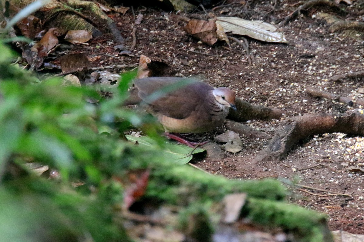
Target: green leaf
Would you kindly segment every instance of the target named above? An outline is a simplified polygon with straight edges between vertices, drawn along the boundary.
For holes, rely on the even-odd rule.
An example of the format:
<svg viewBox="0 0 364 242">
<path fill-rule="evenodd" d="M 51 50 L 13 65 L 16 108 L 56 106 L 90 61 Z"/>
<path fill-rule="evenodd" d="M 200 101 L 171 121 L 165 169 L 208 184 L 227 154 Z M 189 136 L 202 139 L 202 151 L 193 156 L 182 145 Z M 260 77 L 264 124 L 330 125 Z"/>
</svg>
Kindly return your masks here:
<svg viewBox="0 0 364 242">
<path fill-rule="evenodd" d="M 137 141 L 139 145 L 141 146 L 155 149 L 161 149 L 157 144 L 156 141 L 149 137 L 146 136 L 136 137 L 129 135 L 125 136 L 129 140 Z M 161 151 L 162 151 L 161 155 L 164 157 L 166 160 L 170 161 L 176 164 L 183 165 L 191 160 L 193 155 L 203 152 L 205 150 L 200 148 L 194 149 L 186 145 L 176 144 L 166 141 L 163 149 Z"/>
</svg>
========================
What is needed »
Could you rewrite every item above, requests included, scaling each number in the answers (the viewBox dimensions and the polygon coordinates) by 2.25 and rounding to whole numbers, with halves rounded up, while keeping the numbers in the requests and the format sample unchanged? Leave the pictures out of your answer.

Result of the exercise »
Target: green leaf
Would you kindly segment every instance of the target named above? An outline is a simplified polygon with straight edges between vertices, drawn along the boundary.
For holes, rely on the even-odd rule.
An example of the format:
<svg viewBox="0 0 364 242">
<path fill-rule="evenodd" d="M 51 50 L 13 65 L 16 108 L 56 106 L 90 61 Z"/>
<path fill-rule="evenodd" d="M 200 101 L 171 121 L 165 169 L 208 184 L 227 154 Z M 189 136 L 202 139 L 202 151 L 193 156 L 182 145 Z M 260 77 L 264 124 L 330 125 Z"/>
</svg>
Kindly return your masks here:
<svg viewBox="0 0 819 545">
<path fill-rule="evenodd" d="M 308 317 L 313 326 L 317 329 L 349 335 L 362 335 L 353 324 L 351 317 L 335 308 L 329 306 L 306 308 L 290 304 L 281 306 L 290 315 Z M 362 340 L 365 340 L 362 349 L 369 353 L 374 360 L 383 362 L 396 369 L 412 371 L 430 360 L 434 349 L 457 342 L 461 338 L 450 333 L 437 335 L 419 326 L 396 324 L 374 317 L 367 335 Z"/>
</svg>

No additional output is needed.